Rows excerpted from a collection:
- - - - -
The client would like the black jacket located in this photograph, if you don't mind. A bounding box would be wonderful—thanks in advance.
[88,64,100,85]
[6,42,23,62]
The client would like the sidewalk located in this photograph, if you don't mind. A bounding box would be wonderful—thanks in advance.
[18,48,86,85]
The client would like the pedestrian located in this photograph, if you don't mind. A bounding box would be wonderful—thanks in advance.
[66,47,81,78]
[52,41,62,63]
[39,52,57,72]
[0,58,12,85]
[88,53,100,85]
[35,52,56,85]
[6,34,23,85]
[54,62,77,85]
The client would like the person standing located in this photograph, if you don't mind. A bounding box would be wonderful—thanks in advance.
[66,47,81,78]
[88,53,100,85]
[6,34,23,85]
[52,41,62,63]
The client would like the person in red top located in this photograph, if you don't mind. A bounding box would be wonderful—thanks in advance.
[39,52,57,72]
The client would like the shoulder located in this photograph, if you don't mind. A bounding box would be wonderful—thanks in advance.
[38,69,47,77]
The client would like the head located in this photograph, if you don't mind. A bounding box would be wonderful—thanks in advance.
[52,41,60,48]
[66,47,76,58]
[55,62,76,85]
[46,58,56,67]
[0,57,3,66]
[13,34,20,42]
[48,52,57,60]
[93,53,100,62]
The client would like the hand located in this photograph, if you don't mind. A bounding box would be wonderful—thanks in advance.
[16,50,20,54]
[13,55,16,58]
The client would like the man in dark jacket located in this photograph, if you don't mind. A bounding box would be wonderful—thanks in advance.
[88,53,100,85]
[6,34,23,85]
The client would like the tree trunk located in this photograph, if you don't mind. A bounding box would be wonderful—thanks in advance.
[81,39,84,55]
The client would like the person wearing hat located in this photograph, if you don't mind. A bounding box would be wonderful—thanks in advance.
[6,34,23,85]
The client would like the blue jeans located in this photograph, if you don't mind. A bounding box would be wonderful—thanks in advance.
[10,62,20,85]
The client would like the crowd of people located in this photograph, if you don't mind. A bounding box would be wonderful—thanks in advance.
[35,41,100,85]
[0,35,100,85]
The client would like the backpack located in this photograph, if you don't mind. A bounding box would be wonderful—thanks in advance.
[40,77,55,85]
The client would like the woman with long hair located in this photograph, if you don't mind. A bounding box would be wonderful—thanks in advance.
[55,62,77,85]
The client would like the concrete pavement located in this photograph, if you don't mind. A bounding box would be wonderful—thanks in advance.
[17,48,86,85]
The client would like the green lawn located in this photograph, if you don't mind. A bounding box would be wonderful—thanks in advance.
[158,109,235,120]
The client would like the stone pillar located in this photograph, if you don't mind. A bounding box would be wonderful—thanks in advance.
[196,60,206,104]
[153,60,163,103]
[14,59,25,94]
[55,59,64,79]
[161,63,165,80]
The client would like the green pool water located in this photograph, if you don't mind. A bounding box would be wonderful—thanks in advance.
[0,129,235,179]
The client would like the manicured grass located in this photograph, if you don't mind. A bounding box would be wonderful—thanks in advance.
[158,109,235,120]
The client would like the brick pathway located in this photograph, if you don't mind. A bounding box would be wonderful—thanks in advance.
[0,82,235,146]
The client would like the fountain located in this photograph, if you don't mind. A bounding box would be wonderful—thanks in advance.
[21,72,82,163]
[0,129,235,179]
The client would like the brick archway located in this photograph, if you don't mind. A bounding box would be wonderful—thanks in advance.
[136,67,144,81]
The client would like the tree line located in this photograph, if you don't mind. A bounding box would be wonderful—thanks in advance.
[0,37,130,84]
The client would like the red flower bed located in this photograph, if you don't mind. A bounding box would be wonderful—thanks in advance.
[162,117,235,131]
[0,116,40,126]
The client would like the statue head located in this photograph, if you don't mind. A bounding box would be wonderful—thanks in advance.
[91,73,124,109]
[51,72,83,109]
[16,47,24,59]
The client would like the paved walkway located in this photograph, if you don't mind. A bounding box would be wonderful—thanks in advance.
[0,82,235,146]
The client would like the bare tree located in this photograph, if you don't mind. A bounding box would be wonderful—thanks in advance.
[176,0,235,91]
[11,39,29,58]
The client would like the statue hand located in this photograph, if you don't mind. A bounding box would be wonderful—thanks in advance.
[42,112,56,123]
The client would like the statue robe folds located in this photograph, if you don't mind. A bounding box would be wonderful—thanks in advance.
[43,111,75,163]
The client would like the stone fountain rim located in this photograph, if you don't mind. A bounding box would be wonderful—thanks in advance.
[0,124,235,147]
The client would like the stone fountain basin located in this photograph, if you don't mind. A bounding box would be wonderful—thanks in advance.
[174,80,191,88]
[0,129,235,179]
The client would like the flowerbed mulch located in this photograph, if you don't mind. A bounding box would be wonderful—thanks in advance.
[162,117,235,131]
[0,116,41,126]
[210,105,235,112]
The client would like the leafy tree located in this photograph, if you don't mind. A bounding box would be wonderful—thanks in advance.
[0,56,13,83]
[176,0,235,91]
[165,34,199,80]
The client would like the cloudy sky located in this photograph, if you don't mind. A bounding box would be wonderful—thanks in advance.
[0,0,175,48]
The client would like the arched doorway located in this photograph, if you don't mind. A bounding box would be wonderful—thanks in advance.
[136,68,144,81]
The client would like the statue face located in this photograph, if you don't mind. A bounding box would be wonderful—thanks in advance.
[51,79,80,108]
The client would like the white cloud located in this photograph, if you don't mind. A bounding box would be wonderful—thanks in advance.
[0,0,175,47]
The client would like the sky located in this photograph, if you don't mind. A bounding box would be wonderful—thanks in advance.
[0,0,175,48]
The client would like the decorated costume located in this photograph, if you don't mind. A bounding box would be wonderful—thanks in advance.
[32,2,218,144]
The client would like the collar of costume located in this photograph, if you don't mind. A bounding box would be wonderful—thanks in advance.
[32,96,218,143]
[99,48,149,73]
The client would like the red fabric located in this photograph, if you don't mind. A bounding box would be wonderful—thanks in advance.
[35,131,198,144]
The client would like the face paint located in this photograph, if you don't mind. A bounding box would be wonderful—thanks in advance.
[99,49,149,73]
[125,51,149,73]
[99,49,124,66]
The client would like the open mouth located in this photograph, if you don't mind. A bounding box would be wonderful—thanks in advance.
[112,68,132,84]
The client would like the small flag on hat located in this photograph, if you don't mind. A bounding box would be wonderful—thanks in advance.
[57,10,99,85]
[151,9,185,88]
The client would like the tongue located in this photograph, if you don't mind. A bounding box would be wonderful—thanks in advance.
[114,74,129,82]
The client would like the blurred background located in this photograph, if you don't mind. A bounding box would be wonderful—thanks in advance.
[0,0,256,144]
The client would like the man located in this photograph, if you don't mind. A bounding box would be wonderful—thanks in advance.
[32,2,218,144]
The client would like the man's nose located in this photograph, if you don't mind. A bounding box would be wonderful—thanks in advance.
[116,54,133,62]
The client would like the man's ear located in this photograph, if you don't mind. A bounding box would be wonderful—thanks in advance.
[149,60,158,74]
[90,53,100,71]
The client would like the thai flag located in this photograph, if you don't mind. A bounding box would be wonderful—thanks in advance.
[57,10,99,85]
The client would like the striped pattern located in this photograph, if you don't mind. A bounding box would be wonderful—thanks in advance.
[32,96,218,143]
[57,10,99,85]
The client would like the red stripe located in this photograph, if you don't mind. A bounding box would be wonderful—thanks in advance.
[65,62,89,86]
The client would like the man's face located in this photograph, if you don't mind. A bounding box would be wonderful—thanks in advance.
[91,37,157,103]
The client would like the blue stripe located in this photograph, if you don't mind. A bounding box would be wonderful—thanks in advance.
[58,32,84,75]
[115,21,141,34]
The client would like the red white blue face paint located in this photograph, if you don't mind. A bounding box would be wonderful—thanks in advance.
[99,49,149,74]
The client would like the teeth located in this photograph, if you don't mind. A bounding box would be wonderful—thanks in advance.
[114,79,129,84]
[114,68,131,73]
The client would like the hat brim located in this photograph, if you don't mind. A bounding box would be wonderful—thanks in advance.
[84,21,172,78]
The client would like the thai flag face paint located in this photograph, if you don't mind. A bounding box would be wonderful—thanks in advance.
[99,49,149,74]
- - - - -
Lay out the stretch from the line containing "The client would like the sidewalk" through the line containing "[40,77,55,85]" as a Markdown table with the columns No. and Line. Number each line, leave out blank lines, and include nothing beyond that stretch.

| No. | Line |
|---|---|
| 1 | The client would like the sidewalk located in this photograph, if you don't mind. A bounding box would be wonderful—thanks in advance. |
| 2 | [18,48,86,85] |
| 3 | The client would like the pedestrian located in this photograph, if you don't mind. A bounding box would be wonderful—thanks in advance. |
| 4 | [66,47,81,78] |
| 5 | [52,41,62,63] |
| 6 | [39,52,57,72] |
| 7 | [0,58,12,85] |
| 8 | [88,53,100,85] |
| 9 | [35,52,56,85] |
| 10 | [6,34,23,85] |
| 11 | [54,62,77,85] |
| 12 | The client would like the person standing located in this photograph, if you don't mind. A bounding box would be wonderful—thanks in advance. |
| 13 | [66,47,81,78] |
| 14 | [88,53,100,85] |
| 15 | [6,34,23,85] |
| 16 | [52,41,62,63] |
| 17 | The client would like the person in red top located in this photograph, if you don't mind. A bounding box would be wonderful—thanks in advance. |
| 18 | [39,52,57,72] |
| 19 | The client would like the shoulder located in this photograph, if you don't mind. A bounding box would be wonderful—thanks in advance. |
| 20 | [38,69,47,77] |
| 21 | The client would like the head located in this photograph, if you don't mind. A bounding box would be wonderful—thanks in advance. |
| 22 | [52,41,60,48] |
| 23 | [66,47,76,58] |
| 24 | [55,62,76,85] |
| 25 | [46,58,56,67] |
| 26 | [0,57,3,66] |
| 27 | [13,34,20,42] |
| 28 | [48,52,57,60] |
| 29 | [93,53,100,62] |
| 30 | The client would like the hand located in this photograph, if you don't mind. A bounding box would be wonderful—thanks in advance. |
| 31 | [16,50,20,54] |
| 32 | [13,55,16,58] |
| 33 | The client would like the man in dark jacket located in this photograph, if you don't mind. A bounding box would be wonderful—thanks in advance. |
| 34 | [88,53,100,85] |
| 35 | [6,34,23,85] |
| 36 | The client would like the tree trunk located in this photograph, if you don't mind. A bounding box would be wonderful—thanks in advance. |
| 37 | [81,39,84,55] |
| 38 | The client would like the person wearing hat located in this photograph, if you don't mind. A bounding box would be wonderful—thanks in advance. |
| 39 | [6,34,23,85] |
| 40 | The client would like the blue jeans located in this photograph, if you don't mind. A bounding box would be wonderful—thanks in advance. |
| 41 | [10,62,20,85] |
| 42 | The client would like the crowd of people located in this photograph, if you don't mind. A bounding box would be wonderful—thanks in advance. |
| 43 | [35,41,100,85] |
| 44 | [0,35,100,85] |
| 45 | The client would like the backpack located in this photograph, if you don't mind. A bounding box would be wonderful—thanks in advance. |
| 46 | [40,77,55,85] |